Книга: Упрямый Галилей
Назад: БОЛЬШЕ ЯСНОСТИ – БОЛЬШЕ НЕОПРЕДЕЛЕННОСТИ
Дальше: НЕОБЫКНОВЕННЫЕ ПРИКЛЮЧЕНИЯ ТЕННИСНОГО МЯЧИКА

ПРЕВРАТНОСТИ МЕТОДА

Итак, я рассмотрел предпринятые Декартом – в основном неудачные – попытки описать и объяснить явление свободного падения тел. Подобных неудач в «натурфилософской» биографии французского философа было немало. Почему Декарт «проиграл бой» (М.К. Мамардашвили) Галилею, Ньютону, Лейбницу и многим другим создателям математики и естествознания Нового времени? На мой взгляд, причина коренится отнюдь не в недостаточной одаренности философа или в ограниченности научных знаний эпохи. Последнее обстоятельство, разумеется, сыграло свою роль, но главное все-таки не в этом. Основными помехами стали для Декарта его философско-методологические позиции.
На первый взгляд это кажется странным. Ведь и Декарт, и Галилей, и Ньютон говорили подчас об одном и том же. Действительно, Декарт – еще раз напомню цитированный выше фрагмент из заключительных страниц «Principia Philosophiae» – допускает, что описанные им причины «таковы, что все действия, которые могут из них произойти, окажутся подобными действиям, замечаемым нами в мире», даже если в действительности явления произошли по каким-то иным причинам». О том же спустя шестьдесят с лишним лет говорил и Ньютон, а спустя примерно сто сорок лет – Антуан Лоран Лавуазье.
Как и Галилей, Декарт широко использовал (или по крайней мере старался использовать) математические методы в своих физических исследованях. «Toute ma Physique, – писал Декарт Мерсенну в июле 1638 года, – n’est autre chose que Géometrie». То, что абстрактные математические рассуждения выявляют «непостижимую эффективность» (Вигнер) при изучении природных явлений, казалось чудом. Однако и Галилей, и Декарт полагали, что вообще неправомерно различать и тем более противопоставлять физику и математику, поскольку «природа говорит на языке математики» (Галилей) и «действует во всем математически» (Декарт). Кроме пространственной протяженности материальных тел, в физическом мире, лишенном пустоты, ничего нет. Но если физика – это геометрия, то не является ли тогда она (физика) просто мысленной конструкцией? По Декарту и Галилею, математический характер новой науки имеет своим источником, как выразился У. Шей, «сам стиль Природы (a very style of Nature)». Однако как было показано выше, картезианские механизмы-причины физических явлений оказывались настолько сложными, что ни о каком математическом описании физической реальности не могло быть и речи. Его géometrie – это вовсе не géometrie abstraite (как это было, скажем, у Ньютона), но géometrie concrète, описывающая «du sel, de la niege, de l’arc-en-ciel etc». Но из этого, по мнению французского философа, никак не следует, что анализ физических явлений должен сводиться к их описанию (словесному или математическому), не затрагивая их причин.

* [Описание задания]
Пожалуйста, укажите по фрагменту о методе Декарта, в каком месяце и году Декарт написал Мерсенну, что вся его физика есть не что иное, как геометрия. Строки далее взяты из другого источника.

* [Исходные данные]
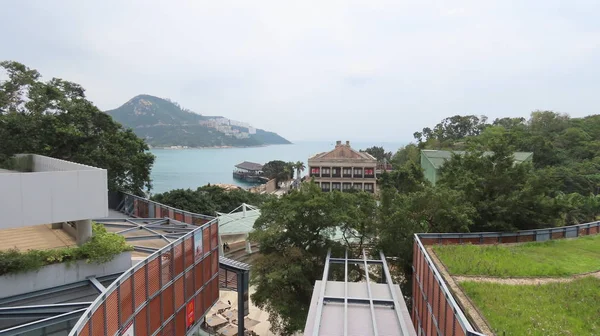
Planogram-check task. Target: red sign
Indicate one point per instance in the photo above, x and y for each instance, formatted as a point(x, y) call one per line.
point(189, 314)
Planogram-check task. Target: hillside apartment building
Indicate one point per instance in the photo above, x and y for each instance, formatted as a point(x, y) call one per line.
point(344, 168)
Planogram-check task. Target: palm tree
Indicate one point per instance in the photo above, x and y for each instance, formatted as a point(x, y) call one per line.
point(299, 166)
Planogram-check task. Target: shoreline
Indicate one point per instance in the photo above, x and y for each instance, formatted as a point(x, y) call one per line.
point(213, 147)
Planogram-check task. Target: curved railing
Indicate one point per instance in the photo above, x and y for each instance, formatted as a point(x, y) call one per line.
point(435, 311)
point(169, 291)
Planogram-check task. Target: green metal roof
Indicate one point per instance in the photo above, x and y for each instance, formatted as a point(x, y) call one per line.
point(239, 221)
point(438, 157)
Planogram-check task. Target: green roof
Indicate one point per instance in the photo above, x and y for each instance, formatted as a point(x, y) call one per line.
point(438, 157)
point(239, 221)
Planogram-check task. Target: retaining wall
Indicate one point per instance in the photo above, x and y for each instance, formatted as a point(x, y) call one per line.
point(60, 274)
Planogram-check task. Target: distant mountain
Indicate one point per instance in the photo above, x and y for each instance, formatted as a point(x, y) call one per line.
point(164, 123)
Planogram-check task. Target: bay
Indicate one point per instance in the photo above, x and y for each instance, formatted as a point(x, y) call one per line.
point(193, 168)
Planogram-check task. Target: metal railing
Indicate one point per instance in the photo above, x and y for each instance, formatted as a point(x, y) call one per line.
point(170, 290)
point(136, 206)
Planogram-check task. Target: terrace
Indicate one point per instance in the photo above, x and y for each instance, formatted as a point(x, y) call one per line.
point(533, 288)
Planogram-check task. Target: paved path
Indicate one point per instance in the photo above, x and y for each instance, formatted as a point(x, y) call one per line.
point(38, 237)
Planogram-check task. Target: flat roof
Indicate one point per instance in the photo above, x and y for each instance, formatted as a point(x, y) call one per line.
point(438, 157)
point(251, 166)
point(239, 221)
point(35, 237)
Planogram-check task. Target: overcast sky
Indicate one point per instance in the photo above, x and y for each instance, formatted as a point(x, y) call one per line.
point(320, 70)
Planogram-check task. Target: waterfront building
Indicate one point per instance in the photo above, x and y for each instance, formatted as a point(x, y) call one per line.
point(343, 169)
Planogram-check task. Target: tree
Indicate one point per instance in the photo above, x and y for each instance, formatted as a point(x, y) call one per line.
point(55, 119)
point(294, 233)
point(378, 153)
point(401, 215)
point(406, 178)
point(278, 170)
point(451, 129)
...
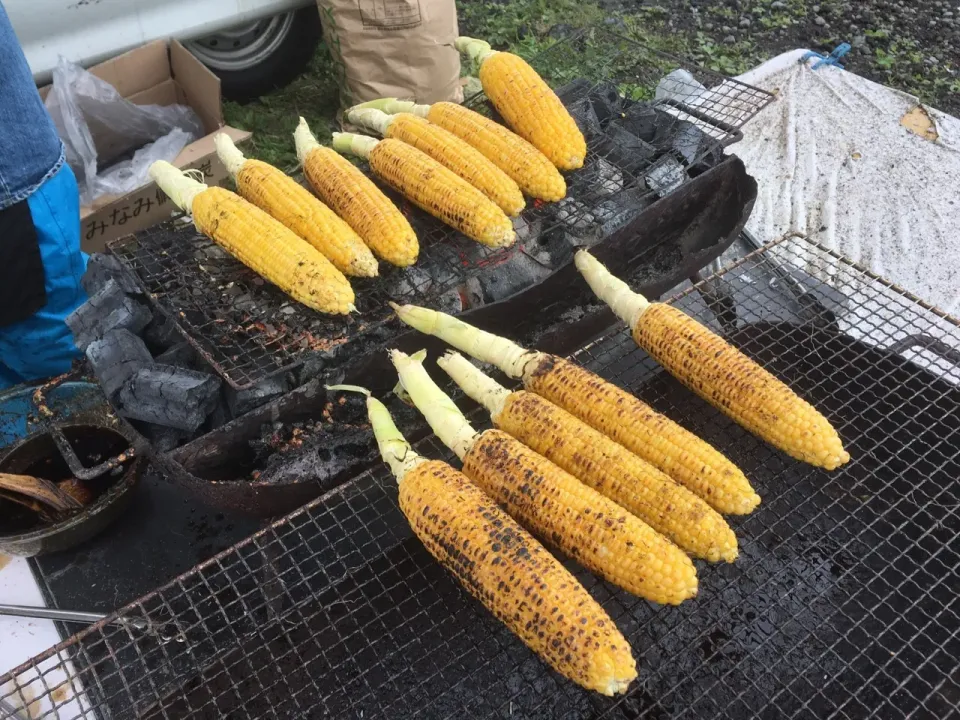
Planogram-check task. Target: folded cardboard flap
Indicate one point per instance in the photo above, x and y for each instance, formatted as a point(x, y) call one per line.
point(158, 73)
...
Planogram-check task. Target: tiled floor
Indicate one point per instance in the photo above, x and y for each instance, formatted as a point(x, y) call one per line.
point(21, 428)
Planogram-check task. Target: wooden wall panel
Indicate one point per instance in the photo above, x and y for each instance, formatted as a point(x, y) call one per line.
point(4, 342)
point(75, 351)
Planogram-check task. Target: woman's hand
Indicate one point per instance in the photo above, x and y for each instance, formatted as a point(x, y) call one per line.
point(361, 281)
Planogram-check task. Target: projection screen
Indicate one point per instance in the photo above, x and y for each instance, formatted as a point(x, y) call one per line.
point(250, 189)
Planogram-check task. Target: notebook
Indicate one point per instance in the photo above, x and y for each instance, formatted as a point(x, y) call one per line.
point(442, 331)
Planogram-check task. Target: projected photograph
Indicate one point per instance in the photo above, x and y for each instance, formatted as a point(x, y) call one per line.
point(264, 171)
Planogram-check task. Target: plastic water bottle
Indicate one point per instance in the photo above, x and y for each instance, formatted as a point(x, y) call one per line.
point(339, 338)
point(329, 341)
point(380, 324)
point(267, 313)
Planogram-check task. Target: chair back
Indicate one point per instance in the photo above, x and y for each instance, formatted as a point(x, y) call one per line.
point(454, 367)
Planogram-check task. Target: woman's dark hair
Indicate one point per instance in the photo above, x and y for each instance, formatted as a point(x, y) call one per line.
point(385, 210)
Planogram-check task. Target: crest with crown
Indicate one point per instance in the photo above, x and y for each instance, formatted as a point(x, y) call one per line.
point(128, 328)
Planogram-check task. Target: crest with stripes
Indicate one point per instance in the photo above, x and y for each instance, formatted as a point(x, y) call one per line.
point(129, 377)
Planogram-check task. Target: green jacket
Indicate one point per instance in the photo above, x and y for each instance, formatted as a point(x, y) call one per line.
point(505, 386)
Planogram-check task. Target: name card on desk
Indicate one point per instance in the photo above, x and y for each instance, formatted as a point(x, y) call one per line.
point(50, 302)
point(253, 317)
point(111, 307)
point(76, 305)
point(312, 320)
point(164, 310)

* [Ожидаемый ответ]
В июле 1638 года.